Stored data
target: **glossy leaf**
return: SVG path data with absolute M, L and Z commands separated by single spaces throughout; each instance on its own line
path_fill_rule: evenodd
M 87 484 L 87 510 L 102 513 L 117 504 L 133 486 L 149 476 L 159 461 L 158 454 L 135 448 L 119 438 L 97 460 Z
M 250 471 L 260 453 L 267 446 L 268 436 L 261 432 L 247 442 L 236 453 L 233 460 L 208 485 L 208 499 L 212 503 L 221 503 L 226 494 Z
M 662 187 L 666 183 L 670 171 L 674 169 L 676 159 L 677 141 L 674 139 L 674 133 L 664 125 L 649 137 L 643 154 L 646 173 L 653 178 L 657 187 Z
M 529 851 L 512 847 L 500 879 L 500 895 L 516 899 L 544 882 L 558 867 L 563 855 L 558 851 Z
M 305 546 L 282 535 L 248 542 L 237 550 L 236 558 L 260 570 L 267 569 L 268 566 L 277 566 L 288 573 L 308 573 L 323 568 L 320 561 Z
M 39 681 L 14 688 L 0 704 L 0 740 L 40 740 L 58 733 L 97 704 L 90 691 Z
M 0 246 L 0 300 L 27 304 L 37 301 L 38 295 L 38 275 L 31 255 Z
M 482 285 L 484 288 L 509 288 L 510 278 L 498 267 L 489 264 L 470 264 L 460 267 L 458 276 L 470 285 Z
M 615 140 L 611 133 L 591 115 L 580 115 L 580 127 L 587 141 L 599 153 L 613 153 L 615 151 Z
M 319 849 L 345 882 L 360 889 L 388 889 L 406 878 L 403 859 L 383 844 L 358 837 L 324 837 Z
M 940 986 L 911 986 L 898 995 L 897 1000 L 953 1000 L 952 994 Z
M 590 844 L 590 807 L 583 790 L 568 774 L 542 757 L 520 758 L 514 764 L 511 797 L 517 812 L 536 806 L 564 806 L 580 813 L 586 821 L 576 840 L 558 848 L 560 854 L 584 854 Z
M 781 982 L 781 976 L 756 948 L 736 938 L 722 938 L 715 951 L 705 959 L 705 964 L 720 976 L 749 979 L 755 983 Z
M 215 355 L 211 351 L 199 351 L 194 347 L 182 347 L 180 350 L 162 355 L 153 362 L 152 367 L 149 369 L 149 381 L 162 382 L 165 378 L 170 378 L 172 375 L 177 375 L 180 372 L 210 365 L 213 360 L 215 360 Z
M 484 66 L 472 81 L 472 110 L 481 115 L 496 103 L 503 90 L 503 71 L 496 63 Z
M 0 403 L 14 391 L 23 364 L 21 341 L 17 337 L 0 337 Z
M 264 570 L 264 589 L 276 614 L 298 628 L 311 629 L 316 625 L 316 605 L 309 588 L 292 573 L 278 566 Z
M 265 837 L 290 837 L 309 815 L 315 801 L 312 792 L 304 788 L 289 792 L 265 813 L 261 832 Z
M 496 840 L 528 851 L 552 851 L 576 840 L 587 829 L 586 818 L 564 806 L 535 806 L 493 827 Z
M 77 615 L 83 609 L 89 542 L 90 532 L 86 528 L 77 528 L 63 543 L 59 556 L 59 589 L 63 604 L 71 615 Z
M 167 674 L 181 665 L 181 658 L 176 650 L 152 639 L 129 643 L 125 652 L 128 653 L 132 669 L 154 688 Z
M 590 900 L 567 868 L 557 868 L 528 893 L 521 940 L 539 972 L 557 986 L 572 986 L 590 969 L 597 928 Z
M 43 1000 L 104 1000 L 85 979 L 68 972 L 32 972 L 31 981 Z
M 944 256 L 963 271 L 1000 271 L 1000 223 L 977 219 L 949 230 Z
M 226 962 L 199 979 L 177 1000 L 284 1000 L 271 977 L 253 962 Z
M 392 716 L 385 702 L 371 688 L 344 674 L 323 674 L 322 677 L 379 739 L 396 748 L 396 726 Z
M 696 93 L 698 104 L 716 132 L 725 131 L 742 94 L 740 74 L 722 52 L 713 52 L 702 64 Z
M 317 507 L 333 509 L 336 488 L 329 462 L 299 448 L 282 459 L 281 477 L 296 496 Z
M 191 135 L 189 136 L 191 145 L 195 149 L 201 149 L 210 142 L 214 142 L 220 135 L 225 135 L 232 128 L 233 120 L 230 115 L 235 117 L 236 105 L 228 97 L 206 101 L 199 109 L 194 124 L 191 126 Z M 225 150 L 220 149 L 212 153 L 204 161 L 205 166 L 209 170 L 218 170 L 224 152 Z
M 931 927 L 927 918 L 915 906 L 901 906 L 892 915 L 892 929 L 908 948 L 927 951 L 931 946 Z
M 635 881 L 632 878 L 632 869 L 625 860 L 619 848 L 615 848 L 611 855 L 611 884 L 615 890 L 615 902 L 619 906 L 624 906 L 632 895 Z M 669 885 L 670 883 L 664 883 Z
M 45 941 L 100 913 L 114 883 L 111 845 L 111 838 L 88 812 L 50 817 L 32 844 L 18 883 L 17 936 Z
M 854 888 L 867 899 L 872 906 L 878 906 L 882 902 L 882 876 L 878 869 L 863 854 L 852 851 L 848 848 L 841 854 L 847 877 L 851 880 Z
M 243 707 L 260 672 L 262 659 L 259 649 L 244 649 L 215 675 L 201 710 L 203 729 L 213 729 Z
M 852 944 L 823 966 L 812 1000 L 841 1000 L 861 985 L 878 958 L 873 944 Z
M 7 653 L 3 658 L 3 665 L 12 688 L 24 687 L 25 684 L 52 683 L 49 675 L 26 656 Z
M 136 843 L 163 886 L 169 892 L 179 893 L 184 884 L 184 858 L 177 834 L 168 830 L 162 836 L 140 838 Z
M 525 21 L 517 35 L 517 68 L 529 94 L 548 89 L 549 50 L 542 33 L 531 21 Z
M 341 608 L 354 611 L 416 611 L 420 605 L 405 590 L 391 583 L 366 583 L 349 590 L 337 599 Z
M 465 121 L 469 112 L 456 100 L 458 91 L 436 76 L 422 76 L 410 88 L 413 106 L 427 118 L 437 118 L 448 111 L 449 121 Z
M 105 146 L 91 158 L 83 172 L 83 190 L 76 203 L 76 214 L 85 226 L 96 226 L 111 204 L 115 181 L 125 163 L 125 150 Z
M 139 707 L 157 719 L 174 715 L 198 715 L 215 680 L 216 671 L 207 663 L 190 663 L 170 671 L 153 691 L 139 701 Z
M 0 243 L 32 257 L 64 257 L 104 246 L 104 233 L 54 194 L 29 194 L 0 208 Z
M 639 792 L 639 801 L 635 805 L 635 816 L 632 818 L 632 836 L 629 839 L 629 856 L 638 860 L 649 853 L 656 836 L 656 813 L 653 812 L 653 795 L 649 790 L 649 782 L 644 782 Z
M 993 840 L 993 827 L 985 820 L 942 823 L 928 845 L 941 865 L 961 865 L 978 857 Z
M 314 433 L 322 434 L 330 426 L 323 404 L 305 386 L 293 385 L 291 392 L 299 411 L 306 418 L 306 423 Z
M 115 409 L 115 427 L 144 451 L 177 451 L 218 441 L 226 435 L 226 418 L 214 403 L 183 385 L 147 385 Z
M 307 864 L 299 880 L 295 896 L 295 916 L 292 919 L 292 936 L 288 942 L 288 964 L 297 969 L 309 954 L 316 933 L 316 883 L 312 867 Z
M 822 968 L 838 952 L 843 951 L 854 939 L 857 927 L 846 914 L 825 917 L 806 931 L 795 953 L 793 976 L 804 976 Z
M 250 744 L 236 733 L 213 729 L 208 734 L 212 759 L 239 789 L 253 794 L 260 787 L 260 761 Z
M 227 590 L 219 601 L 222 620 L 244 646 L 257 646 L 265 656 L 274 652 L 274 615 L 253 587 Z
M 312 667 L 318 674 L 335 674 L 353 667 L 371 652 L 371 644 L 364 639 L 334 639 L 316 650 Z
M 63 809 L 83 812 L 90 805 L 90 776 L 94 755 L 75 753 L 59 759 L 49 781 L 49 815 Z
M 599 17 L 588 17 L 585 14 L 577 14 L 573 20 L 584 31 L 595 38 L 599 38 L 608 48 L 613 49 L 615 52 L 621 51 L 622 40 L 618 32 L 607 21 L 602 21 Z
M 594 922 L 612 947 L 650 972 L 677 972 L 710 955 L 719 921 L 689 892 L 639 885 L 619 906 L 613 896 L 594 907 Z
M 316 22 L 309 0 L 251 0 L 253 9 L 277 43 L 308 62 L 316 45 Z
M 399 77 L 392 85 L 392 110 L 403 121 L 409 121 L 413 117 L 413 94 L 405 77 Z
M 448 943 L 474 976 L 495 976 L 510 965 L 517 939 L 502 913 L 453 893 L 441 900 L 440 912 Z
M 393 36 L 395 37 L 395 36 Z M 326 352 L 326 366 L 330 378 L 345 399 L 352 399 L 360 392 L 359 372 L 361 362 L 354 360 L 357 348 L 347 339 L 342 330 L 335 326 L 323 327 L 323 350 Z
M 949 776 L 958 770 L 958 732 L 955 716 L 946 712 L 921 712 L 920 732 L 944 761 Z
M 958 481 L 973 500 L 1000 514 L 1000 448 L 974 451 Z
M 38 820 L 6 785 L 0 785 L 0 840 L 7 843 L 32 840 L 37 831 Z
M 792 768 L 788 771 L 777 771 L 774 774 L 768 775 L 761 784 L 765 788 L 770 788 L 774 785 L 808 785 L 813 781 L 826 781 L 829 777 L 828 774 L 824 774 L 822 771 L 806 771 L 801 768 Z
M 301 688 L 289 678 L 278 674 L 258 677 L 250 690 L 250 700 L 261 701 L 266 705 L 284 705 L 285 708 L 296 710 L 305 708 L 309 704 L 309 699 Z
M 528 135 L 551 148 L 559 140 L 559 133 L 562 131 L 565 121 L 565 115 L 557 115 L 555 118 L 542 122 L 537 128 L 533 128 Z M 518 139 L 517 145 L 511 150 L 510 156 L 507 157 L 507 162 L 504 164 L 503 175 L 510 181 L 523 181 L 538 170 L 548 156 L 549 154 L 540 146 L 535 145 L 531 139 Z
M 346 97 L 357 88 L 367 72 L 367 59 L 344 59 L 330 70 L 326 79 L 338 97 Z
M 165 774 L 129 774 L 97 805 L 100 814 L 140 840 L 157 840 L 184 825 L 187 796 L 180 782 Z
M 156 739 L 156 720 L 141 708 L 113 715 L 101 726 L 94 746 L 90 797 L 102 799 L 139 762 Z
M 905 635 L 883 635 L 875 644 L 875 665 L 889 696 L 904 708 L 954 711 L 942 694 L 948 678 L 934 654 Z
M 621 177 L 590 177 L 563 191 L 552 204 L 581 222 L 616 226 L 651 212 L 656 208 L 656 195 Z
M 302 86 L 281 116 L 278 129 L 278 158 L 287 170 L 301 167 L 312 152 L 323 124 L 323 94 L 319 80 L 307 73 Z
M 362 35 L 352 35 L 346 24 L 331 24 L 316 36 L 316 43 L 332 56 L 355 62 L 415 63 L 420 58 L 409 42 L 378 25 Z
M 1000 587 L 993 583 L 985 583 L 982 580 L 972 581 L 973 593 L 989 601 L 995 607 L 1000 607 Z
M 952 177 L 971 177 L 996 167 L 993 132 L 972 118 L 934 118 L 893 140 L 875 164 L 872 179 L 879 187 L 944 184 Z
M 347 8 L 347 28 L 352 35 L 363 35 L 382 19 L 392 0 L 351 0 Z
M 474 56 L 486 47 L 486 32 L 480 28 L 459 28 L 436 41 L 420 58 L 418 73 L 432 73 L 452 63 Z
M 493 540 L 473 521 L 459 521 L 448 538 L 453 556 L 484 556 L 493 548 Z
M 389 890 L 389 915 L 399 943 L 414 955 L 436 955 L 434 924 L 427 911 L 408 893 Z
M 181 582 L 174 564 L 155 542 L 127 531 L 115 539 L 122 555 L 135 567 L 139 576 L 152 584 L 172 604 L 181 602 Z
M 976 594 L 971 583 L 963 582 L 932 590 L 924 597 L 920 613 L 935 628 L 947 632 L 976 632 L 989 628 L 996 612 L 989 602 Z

• _WHAT YOU ARE ASKED TO DO_: Quote exactly the stretch of lines above that starts at the first one and ends at the line with "return: SVG path", and nothing beyond it.

• _RESULT BELOW_:
target: **glossy leaf**
return: SVG path data with absolute M, L and Z commands separated by single spaces throughout; each instance on its own line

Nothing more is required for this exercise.